VORGEGEBENER TEXT:

= = =

Dienstag, 21. April 2009

Taschenspieler im Kuhstall




Die Landwirtschaft gerät zunehmend in den Sog der Krise. Vor allem die Situation in Osteuropa macht zu schaffen. Die Bauernvertreter stehen der Entwicklung hilflos gegenüber. Was sie den Bauern anbieten, gemahnt eher an Taschenspielertricks denn an Hilfe.
So rühmt man sich etwa seit Monaten mit Milchprämie und erhöhter Agrardieselvergütung ein „Konjunkturpaket" gegen die Krise geschnürt zu haben. Dabei ist dieses Paket nicht anderes als eine Mogelpackung, wurde es doch schon im Sommer des Vorjahres vorgestellt - damals als Wahlkampfzuckerl.
Damit nicht genug. Die Milchprämie wird nicht, wie man immer den Eindruck erweckt, 50 Millionen, sondern nur 26 Millionen Euro direkt für die Bauern geben. Macht, umgelegt auf ein Kilogramm Milch, gerade einmal einen Cent aus. Nicht gerade viel bei Preiseinbußen von 15 und mehr Cent. Kein Wunder, dass viele Bauern es als Hohn empfinden, da von Hilfe zu sprechen.
Das gilt auch für die nun geplante Aussetzung der Erhöhung der Produzktionsquoten bei Milch, um den Preisverfall zu stoppen. Warum geht jetzt auf einmal, was bisher als unabänderlich galt? Es passt jedenfalls in die Linie - schaut gut aus, bringt aber wenig. Außer falsche Erwartungen und enttäuschte Hoffnungen.

Von Hans Gmeiner am 21. Apr 2009 in Wirtschaft

Krise greift nach den Bauern





Die weichen Währungen und die Krise in Osteuropa bringen die Bauern und die Verarbeiter von Lebensmitteln gewaltig unter Druck.

= = =

DATEN:
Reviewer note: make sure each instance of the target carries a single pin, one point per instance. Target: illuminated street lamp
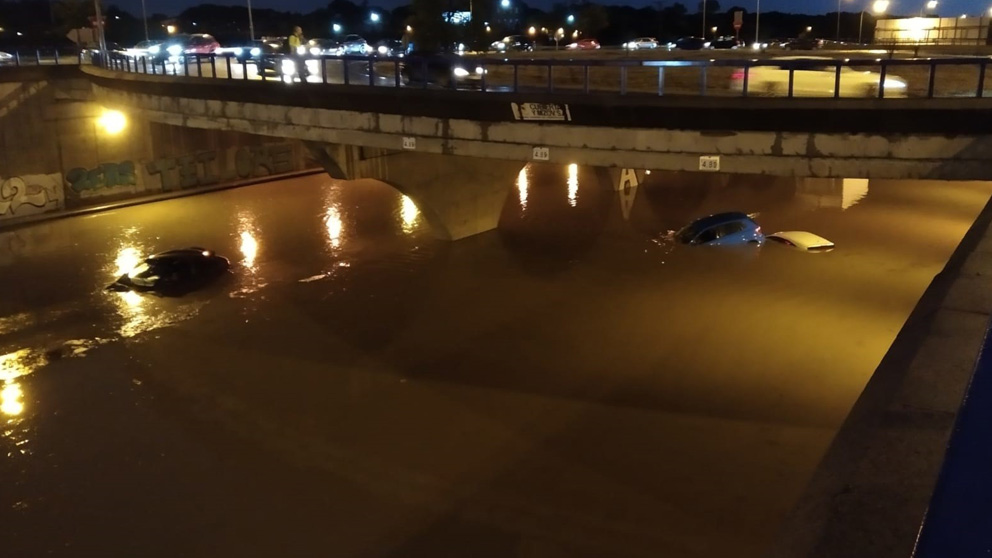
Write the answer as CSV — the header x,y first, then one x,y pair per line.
x,y
251,22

= = =

Entnimm dem Text über die Landwirtschaft in der Krise die Stelle, die mit „Krise greift nach“ beginnt und sich bis einschließlich „gewaltig unter Druck.“ fortsetzt, und gib sie wortgetreu wieder.

FERTIGE LÖSUNG:
Krise greift nach den Bauern





Die weichen Währungen und die Krise in Osteuropa bringen die Bauern und die Verarbeiter von Lebensmitteln gewaltig unter Druck.